◆ Your objective: Below are lines of data; restate word for word those running from the line containing "One marker for each instance of the metal sign" to the line containing "One marker for each instance of the metal window", inclusive, and no others.
......
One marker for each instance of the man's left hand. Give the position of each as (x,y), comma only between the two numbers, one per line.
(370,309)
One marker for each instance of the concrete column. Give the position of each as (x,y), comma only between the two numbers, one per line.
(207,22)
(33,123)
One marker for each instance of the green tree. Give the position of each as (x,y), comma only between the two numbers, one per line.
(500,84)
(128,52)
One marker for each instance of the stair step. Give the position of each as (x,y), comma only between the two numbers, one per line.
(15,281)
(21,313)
......
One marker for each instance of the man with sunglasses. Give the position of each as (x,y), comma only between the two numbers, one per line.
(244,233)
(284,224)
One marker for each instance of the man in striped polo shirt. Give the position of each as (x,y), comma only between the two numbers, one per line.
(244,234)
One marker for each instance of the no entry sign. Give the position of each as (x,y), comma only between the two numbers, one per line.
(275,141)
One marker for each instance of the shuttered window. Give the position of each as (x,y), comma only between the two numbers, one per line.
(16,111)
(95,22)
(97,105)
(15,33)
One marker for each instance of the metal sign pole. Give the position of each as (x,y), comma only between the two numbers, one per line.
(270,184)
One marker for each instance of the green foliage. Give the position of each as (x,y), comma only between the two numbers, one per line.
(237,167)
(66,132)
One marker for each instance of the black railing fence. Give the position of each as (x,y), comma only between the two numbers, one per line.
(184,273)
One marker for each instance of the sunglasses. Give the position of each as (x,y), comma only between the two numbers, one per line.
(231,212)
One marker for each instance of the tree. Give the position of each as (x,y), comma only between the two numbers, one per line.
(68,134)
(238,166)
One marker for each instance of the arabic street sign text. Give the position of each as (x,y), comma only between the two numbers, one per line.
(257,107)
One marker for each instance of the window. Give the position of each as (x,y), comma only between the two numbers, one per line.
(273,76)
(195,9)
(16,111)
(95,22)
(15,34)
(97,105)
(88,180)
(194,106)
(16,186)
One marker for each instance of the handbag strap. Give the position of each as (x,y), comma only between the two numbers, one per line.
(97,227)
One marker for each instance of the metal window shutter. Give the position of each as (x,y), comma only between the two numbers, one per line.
......
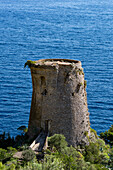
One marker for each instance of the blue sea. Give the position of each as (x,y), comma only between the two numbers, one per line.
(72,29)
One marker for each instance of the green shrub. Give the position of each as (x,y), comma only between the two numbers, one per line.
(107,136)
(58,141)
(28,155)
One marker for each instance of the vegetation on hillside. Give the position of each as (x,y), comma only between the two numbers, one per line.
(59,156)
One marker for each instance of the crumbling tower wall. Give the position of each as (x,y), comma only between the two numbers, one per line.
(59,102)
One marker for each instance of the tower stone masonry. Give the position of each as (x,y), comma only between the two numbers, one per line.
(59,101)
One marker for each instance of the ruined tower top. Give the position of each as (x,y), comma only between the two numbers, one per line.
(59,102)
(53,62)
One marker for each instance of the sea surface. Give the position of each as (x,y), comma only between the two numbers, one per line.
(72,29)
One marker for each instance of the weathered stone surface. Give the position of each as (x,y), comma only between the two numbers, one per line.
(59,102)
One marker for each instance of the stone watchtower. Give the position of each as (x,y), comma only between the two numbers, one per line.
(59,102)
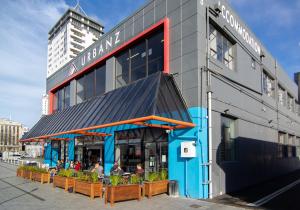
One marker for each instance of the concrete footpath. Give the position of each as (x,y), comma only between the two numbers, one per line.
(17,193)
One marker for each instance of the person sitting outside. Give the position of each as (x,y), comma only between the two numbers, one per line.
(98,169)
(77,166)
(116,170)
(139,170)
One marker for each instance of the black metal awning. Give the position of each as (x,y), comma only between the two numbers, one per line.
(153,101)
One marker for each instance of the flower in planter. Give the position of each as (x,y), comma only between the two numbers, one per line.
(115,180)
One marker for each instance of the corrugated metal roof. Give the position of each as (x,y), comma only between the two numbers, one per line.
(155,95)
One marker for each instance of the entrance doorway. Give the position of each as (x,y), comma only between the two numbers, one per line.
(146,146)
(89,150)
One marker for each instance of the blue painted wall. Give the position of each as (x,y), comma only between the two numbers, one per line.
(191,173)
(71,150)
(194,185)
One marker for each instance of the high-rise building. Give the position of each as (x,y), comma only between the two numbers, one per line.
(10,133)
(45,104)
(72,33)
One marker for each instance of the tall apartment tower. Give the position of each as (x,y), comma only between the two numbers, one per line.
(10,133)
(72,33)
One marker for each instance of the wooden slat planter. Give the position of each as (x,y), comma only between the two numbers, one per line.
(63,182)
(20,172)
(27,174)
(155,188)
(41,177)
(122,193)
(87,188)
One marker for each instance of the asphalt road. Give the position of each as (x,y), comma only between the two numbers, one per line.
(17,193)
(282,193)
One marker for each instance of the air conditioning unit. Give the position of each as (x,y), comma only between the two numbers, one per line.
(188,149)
......
◆ Your solution:
One marker for each instance of the metal sign pole. Give the position of each as (x,y), comma only between the two numbers, one per line.
(270,184)
One marker for each instance of the green foliage. Give the position of each as (x,y), comma only between the two numbers, one per line.
(237,167)
(66,132)
One marker for each instance of the black railing fence. Give the position of each as (x,y), comma only between the two numbers, one per line.
(184,273)
One marker for each instance of the sunglasses. Give the position of each as (x,y), comma only between the two numbers, one per line.
(231,212)
One marker for each instance of the tree. Give the position of each as (x,y), comma only between the two numbers, one per line.
(68,134)
(238,166)
One marker for each instance of the arabic street sign text. Give the position of each as (x,y), comma only between the two numbers, one per line.
(257,107)
One marker for each instance of the window. Give the position of each as (x,y), comma only between the two numbers, one per line.
(273,76)
(195,9)
(16,111)
(95,22)
(15,34)
(97,105)
(88,180)
(194,106)
(16,186)
One marker for each instance of the handbag strap. Give the position of each as (x,y), comma only between the two numbers, one per line.
(97,227)
One marker for each instance of the metal window shutter. Give the position of each as (x,y), comma only between the two numbers, one per line.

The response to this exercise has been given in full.